Yapılacak İş:
Arı sütü metninde "Arı sütü üretiminde" sözcüklerini içeren yerle açılıp "besleyici kovanlara dağıtılır." ile kapanan kısmı, "çerçeve" yerine "çıta" koyarak güncelleyin ve yeniden yazın.

Arı sütü üretiminde besleyici kovanlar 2 gruba ayrılır. Başlatıcı koloniye aşıladığımız 4 çerçeve  aşılamanın ertesi günü 1. gruptaki 4 adet besleyici kovana birer adet olmak üzere dağıtılır. 2 Gecede besleyici kovanda kalır larvalara arı sütü koyması için. Ertesi günde aynı işlem yapılır larvalar aşılanır 1 gece başlatıcı kolonide bekletilir ertesi gün 2. gruptaki besleyici kovanlara dağıtılır.

Arı sütü üretiminin diğer bir noktasıda besleyici kovanlardır. Besleyici olarak seçeceğimiz koloninin kata çıkmış olması gerekir.Örnek vererek anlatacak olursam elimizde 15 çerçeve muvcutlu bir kolonimiz var ve bunu besleyici koloni olarak yapacaz. Kovanın anasını bulmakla işe başlayacaz. Kovann anasını bulduktan sonra ana arı ızgarasıyla ana arımızı tabana hapsedecez. Daha sonra ilave kısmına arı sütü için çerçeve ayarlaması yapmaya sıra geldi. Bu ayarlamayı yapmadan önce 15 çerçeve olan kolonimizden 1 çerçeve eksiltecez artık ballı çerçeve olur polenli olur yavrulu olur orası koloninin durumuna bağlıdır.Amaç burda kovandaki arıları sıkıştırarak hafiften oğula meyletmelerini sağlamak ve koyacağımız süt çervesine daha yoğun bir şekilde sarılmalarını sağlamak. Arımızı sıkıştırmazsak arı sütü üretimi için aşıladığımız çerçeveye arılar daha az ilgi gösterir.Tecrübeyle sabittir. İlave kısmında ilk çerçeveyi ballı polenli olarak ayarlıyoruz. Diğer önemli bir konu ise arı sütü çerçevesini koyduğumuzda mutlaka 1 tarafında açık yavru 1 tarafında çıkmaya yaklaşmış kapalı yavru çerçevesinin olmasıdır. Burdaki amaç arı sütü salgılayan genç işçi arıları arı sütü çerçevesine çekmektir. İlave kısmında çerçeve ayarlaması bu şekilde yapılmaktadır. Dikkat edilmesi gereken başka bir noktada son çerçeveden sonra mutlaka bölme tahtası konulması gerektiğidir. Arı sütü üretiminin ilkbahar aylarında yapıldığı düşünülürse arıların aynı zamanda petek örme isteğininde tavan yaptığı zamandır. Bölme tahtası ile arıya sınır koymazsak zaten sıkışık ve güçlü olan arımız kovan altındaki  bezden veya çuvaldan hemen petek örer, biz genç işçi arılarımızı petek örmede değil süt üretiminde kullanmayı amaçlıyoruz. Haftada bir defa arı sütü çerçevesinin sağında ve solunda bulunan açık ve kapalı yavrulu çerçeveleri kuluçkalık kısmından alacağımız yeni yavrulu çerçevelerle değiştirmemiz gerekir. Ar sütü çerçevesinin mutlaka bir tarafında kapalı yavru diğer tarafında açık yavru bulunmalıdır. Besleyici kolonilerinde ek olarak şerbetle beslenmesi gerekir. Bu beslemede şerbetin koyuluğunu ve miktarını bulunduğunuz bölgedeki nektar akımına göre sizin belirlemeniz gerekir. Eğerki nektar akımı iyiyse ve sizde fazla besleme yaparsanız kısa sürede yavru alanının daraldığını görürsünüz buda istenmeyen bir durumdur.

Verilen Malzeme:
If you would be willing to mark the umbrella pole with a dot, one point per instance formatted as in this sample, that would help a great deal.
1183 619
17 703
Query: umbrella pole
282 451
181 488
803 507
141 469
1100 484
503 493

Alıştırma Çıktısı:
Arı sütü üretiminde besleyici kovanlar 2 gruba ayrılır. Başlatıcı koloniye aşıladığımız 4 çıta  aşılamanın ertesi günü 1. gruptaki 4 adet besleyici kovana birer adet olmak üzere dağıtılır. 2 Gecede besleyici kovanda kalır larvalara arı sütü koyması için. Ertesi günde aynı işlem yapılır larvalar aşılanır 1 gece başlatıcı kolonide bekletilir ertesi gün 2. gruptaki besleyici kovanlara dağıtılır.